Kita memang layak gusar dengan ketidakmampun kita, pada akhirnya, mengendalikan informasi yang kita letakkan di dunia maya. Gosip murahan, berbagai pengalaman pribadi, komentar politik, atau apapun, tersimpan sempurna dan mengubah perilaku kita. Karena itu para ahli privasi mengingatkan: “Be careful what you post online.” “Jejak elektronik (jejak digital) yang Anda tinggalkan di Internet akan digunakan untuk melawan Anda. Itu tidak bisa dihapus,” kata Mayer-Schönberger mengingatkan (h. 27). Dan ini sesuatu yang marak di nusantara. Netizen dengan mudah menemukan jejak-jejak digital politisi, pemimpin yang dulu ngomong A, kini tiba-tiba ngomong Z. Semua dengan gamblang bisa dilacak dan dipaparkan. Mereka yang pura-pura jujur, kebohongannya mudah dibuktikan dengan jejak digitalnya. Melupa tak semudah yang dibayangkan dulu.
Cobalah gunakan mesin pencari Internet. Laman web seperti, Google, Yahoo!, Microsoft Search, Ask.com, dan sejumlah indeks lain World Wide Web, bisa diakses milyaran pengguna dengan mudah untuk mencari kata dan apapun. Sistem pencarian kata yang canggih. Bahkan apa yang disimpan jauh melebihi dari apa yang ditayangkan.
Pada 2007, Google mengakui bahwa sampai saat itu telah menyimpan setiap permintaan pencarian yang dilakukan pengguna pada setiap klik. Dengan menyimpan tiap pencarian itu Google telah menghimpun 30 miliar queries setiap bulan — tersusun rapi, Google dapat menautkannya ke demografi. Misalnya, Google dapat menunjukkan tren pencarian, bahkan beberapa tahun kemudian. Lebih penting lagi, dengan menggabungkan data login, cookie, dan alamat IP, Google dapat menghubungkan permintaan pencarian ke individu tertentu sepanjang waktu — dan dengan presisi yang mengesankan. Pendeknya, apapun yang Anda inginkan, termasuk yang ingin Anda lupakan, ada di Google dan masih tersimpan di sana, entah sampai kapan. Bayangkan berapa yang dihimpun Google hingga kini (2018).

INSTRUKSI TUGAS
1. Sebutkan semua laman mesin pencari yang disebut namanya dalam teks tentang jejak digital.
2. Menurut teks tentang jejak digital, berapa banyak permintaan pencarian yang dihimpun Google setiap bulan?
3. Lanjutkan teks tentang jejak digital mulai setelah kalimat terakhirnya.

MATERI HASIL EKSTRAKSI
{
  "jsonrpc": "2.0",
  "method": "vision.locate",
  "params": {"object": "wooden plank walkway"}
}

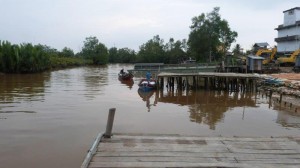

JAWABAN TIAP TUGAS
1. Google, Yahoo!, Microsoft Search, Ask.com

2. Google menghimpun 30 miliar permintaan pencarian setiap bulan.

3.
George Gilder, “Life After Google.” (2018) mengatakan hingga saat ini Google telah melakukan digitalisasi hampir semua buku yang ada di dunia (2005), merajut semua terjemahan dan bahasa dunia (2010), topografi bumi (Google Maps and Google Earth, 2007), semua permukaan dan bentuk tiap jalan yang ada (StreetView) dan lalulintas (Waze, 2016). Praktis telah mendokumentasikan dan melakukan homogenisasi planet bumi ini dari urusan permukaan, suara, citra gambar, individual accounts, lagu, pidato-pidato, jalan, bangunan, dokumentasi, pesan-pesan email dan lainnya, dan aneka narasi ke dalam utilitas planet digital—dengan tentu saja semuanya mengandung nilai uang yang luar biasa besar. Tidak ada satu pun perusahaan serupa yang mampu tumbuh eksponensial dalam dunia internet selain Google dimana traffic dan content melipat ganda tiap tahun.
Hasilnya memang luar biasa. Google tahu apa yang kita cari dan “kapan, dan hasil pencarian yang ditemukan tiap mengkliknya. Google tahu tentang perubahan besar dalam hidup kita — bahwa Anda berbelanja untuk sebuah rumah pada tahun 2000 setelah pernikahan Anda, lalu mengalami masalah kesehatan pada tahun 2003, dan mendapatkan bayi baru setahun kemudian.
Tetapi sialnya Google juga tahu detail singkat tentang kita. Detail yang sudah lama terlupakan, telah dibuang dari pikiran kita karena tidak relevan, tidak penting, tetapi bisa menggambarkan masa lalu kita: mungkin kita pernah mencari kontrakan atau pekerjaan atau memesan kamar hotel untuk mojok. Setiap informasi yang sudah kita buang dari pikiran, tetapi kemungkinan Google masih menyimpannya dengan baik.
Bahkan Google tahu lebih banyak tentang kita daripada yang bisa kita ingat sendiri. Berita baiknya Google telah mengumumkan bahwa mereka tidak akan lagi menyimpan catatan individual selamanya, tetapi identitas pengguna dihapus setelah periode sembilan bulan. Dengan demikian menghapus sebagian dari memori komprehensifnya (h. 33). Tetapi saya tidak yakin itu dilakukan hingga sekarang.
“Our own information — from the everyday to the deeply personal — is being weaponized against us with military efficiency. These scraps of data, each one harmless enough on its own, are carefully assembled, synthesized, traded and sold. Taken to the extreme this process creates an enduring digital profile and lets companies know you better than you may know yourself. Your profile is a bunch of algorithms that serve up increasingly extreme content, pounding our harmless preferences into harm. We shouldn’t sugarcoat the consequences. This is surveillance.” (CEO Apple, Tim Cook, yang memberikan the keynote speech pada acara tahunan the International Conference of Data Protection and Privacy Commissioners (ICDPPC) in Brussels, seperti dikutip Fastcompany.com, 24 Oktober 2018).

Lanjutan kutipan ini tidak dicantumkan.